⟨

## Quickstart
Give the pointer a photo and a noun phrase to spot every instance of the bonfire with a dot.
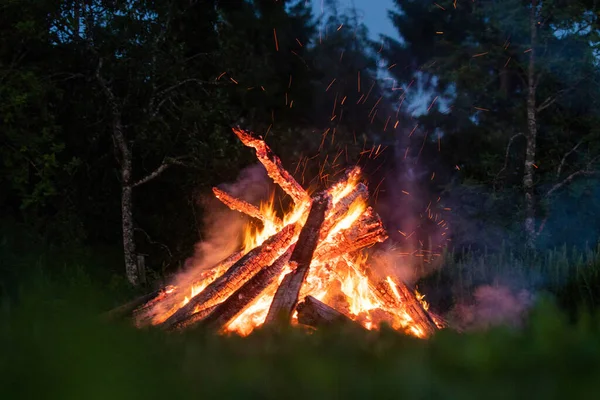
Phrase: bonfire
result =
(308, 268)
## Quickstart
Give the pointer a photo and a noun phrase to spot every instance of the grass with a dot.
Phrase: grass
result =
(61, 350)
(54, 346)
(571, 275)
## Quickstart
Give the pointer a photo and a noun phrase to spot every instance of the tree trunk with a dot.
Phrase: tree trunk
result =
(127, 225)
(531, 134)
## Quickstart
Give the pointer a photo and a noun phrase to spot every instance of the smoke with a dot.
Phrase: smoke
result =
(492, 306)
(222, 227)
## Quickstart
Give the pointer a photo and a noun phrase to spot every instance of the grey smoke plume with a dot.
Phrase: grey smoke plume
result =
(222, 226)
(492, 306)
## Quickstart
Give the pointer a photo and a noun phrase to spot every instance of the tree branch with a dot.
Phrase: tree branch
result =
(158, 99)
(167, 163)
(587, 171)
(564, 159)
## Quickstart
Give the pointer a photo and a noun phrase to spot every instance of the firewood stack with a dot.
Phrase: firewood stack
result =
(314, 255)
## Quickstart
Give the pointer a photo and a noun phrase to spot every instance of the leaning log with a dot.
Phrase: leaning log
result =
(244, 207)
(366, 231)
(274, 167)
(127, 309)
(192, 319)
(286, 296)
(235, 304)
(237, 275)
(158, 310)
(314, 313)
(397, 296)
(359, 194)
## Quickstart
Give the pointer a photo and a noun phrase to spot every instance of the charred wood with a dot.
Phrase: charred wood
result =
(367, 231)
(158, 310)
(314, 313)
(192, 319)
(243, 207)
(127, 309)
(273, 166)
(286, 297)
(397, 296)
(237, 275)
(235, 304)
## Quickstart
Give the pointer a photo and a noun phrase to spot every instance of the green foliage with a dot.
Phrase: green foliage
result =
(475, 57)
(71, 354)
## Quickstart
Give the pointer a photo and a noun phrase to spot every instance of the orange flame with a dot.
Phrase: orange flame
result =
(353, 285)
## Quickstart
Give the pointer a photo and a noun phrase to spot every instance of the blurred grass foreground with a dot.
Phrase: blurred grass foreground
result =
(54, 345)
(62, 352)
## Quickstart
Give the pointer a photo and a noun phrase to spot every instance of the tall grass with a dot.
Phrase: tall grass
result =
(53, 345)
(573, 275)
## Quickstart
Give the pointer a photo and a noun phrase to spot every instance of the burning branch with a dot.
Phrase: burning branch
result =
(244, 207)
(273, 166)
(315, 256)
(286, 297)
(237, 275)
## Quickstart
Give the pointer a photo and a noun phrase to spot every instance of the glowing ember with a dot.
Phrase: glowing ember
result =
(338, 274)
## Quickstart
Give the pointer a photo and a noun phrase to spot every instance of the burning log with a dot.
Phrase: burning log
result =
(397, 296)
(128, 308)
(237, 275)
(192, 319)
(273, 166)
(235, 295)
(341, 208)
(286, 297)
(314, 313)
(241, 298)
(161, 308)
(243, 207)
(367, 231)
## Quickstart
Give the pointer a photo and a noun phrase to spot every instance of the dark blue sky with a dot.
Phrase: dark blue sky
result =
(375, 13)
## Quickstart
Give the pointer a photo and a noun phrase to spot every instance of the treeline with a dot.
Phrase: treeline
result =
(512, 108)
(117, 115)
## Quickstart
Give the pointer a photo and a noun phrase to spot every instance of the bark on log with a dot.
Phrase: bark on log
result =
(243, 207)
(192, 319)
(286, 296)
(341, 208)
(407, 301)
(366, 231)
(273, 166)
(337, 191)
(235, 304)
(158, 310)
(314, 313)
(127, 309)
(238, 274)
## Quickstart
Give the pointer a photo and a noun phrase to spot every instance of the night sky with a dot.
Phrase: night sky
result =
(375, 14)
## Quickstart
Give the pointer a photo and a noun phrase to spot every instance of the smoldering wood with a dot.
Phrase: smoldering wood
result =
(168, 304)
(127, 309)
(286, 296)
(243, 206)
(237, 275)
(192, 319)
(407, 301)
(237, 302)
(273, 166)
(315, 313)
(341, 208)
(367, 231)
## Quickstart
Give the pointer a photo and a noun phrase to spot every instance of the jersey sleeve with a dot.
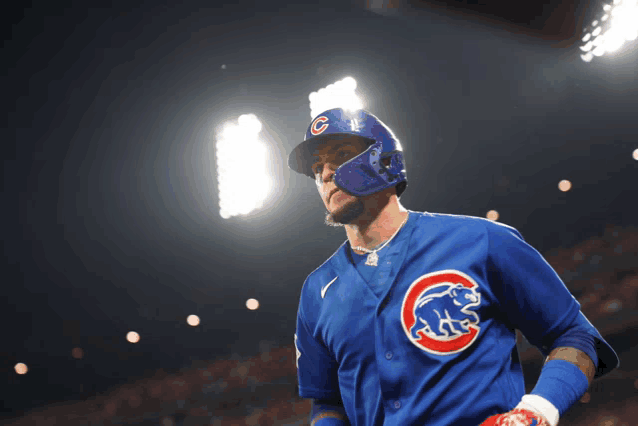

⟩

Repeat the full listing above exactly, with no pictures in the copy.

## Quickstart
Give the pointer a photo and a noun phrase to spot every instance of the bonfire with a dot.
Phrase: bonfire
result =
(308, 268)
## Quickstart
Give the pointer a photo and a noun phrase to spot every instance of the grass with a dot.
Phrase: grass
result =
(61, 350)
(54, 346)
(571, 275)
## Quickstart
Give the pointer a photo and a noun phrase to spot every instance of the tree trunk with a dot.
Phrase: tree trunk
result =
(127, 225)
(531, 134)
## Quickstart
Give the pointer a photo and a noun phrase to spot every instance of the smoke with a dot.
Phrase: smoke
result =
(492, 306)
(222, 227)
## Quickstart
Give the pointer a photo and a noun phrase to spot every instance of the grey smoke plume with a dot.
Phrase: grey smoke plume
result =
(222, 226)
(492, 306)
## Quickstart
Give the pointer a photo and a noun phrase to spot every instance of the tree branch with a dot.
Phrase: tree branch
result =
(158, 99)
(167, 163)
(587, 171)
(564, 159)
## Quickstart
Give the pointer a photo and a noun phrase to spot every instance of the firewood stack with a dot.
Phrase: firewood stack
result =
(314, 255)
## Quickstart
Give the pointer a photo and a noun phrase to spot every instance of the leaning log with a dot.
Phrase: leaning log
result =
(244, 207)
(366, 231)
(274, 167)
(127, 309)
(192, 319)
(286, 296)
(235, 304)
(237, 275)
(158, 310)
(314, 313)
(397, 296)
(359, 194)
## Quickstart
Give the pointer a photo and a noun phrase to spot every instance of the charred wood with a dot.
Phrase: charred wood
result =
(367, 231)
(158, 310)
(314, 313)
(192, 319)
(243, 207)
(127, 309)
(273, 166)
(286, 297)
(397, 296)
(237, 275)
(235, 304)
## Quickstart
Give the pointer a photo and a noun phrase to spot every instance of the green foliage with a dot.
Phrase: green foliage
result =
(475, 57)
(71, 354)
## Quickstart
Give the pointer a photo and a noun phrase to spot every instance of the orange flame with a dot.
Phrase: orange flame
result =
(353, 285)
## Quickstart
Give the pointer a photo and a noun phrase to spot every instance of the blurred grass foreground with a dot.
Phrase: blurred grass foreground
result =
(54, 345)
(62, 352)
## Quickstart
Give the pointer a photo and a noun phrase to spot every instance of the tall grass with a dot.
Phrase: tall grass
result =
(53, 345)
(573, 275)
## Quickstart
Give the pointer a photo and a noun phrase to spot every instance of the burning branch with a dot.
Phrase: burning branch
result =
(244, 207)
(273, 166)
(315, 256)
(286, 297)
(237, 275)
## Quickstart
Give the pointer a photo and a noun phrase to spot every instance of the glowing ember with a dot.
Phrase: glowing ember
result =
(338, 274)
## Quickstart
Give the pointer a photo and a noun phrase to spot every instance of the burning log with a dot.
Phrase: burning log
result =
(397, 296)
(128, 308)
(237, 275)
(192, 319)
(273, 166)
(235, 295)
(341, 208)
(286, 297)
(314, 313)
(241, 298)
(161, 308)
(243, 207)
(367, 231)
## Quickstart
Give the pointer a photo and a noun phrase to spot every instance of the dark blue sky with a dot.
Phrase: dark blue sky
result =
(375, 13)
## Quickstart
Give the pointer a photo and a noun phrase to spot every instance of the treeline with a dot.
Phrase: treeline
result =
(512, 108)
(117, 115)
## Quickstart
Give the pointer a photo and a noun phrase to spot every instance of the bark on log with a dot.
Phrase: bark on log
result =
(243, 207)
(192, 319)
(286, 296)
(341, 208)
(407, 301)
(366, 231)
(273, 166)
(337, 191)
(235, 304)
(158, 310)
(314, 313)
(127, 309)
(238, 274)
## Quickstart
Give the pointer a photo and a noun phrase to spot every instance of the night sky with a dot.
Phrase: night sky
result =
(375, 14)
## Quickstart
Give the pointer a photo and a noun phrase to spot every instance of the smoldering wood with a dot.
Phrase: smoldering wood
result =
(168, 304)
(127, 309)
(286, 296)
(243, 206)
(237, 275)
(192, 319)
(407, 301)
(237, 302)
(273, 166)
(315, 313)
(341, 208)
(367, 231)
## Quickstart
Give the pointer a photo and a noun phrase to spot every instance of the jersey sleeve with a dot.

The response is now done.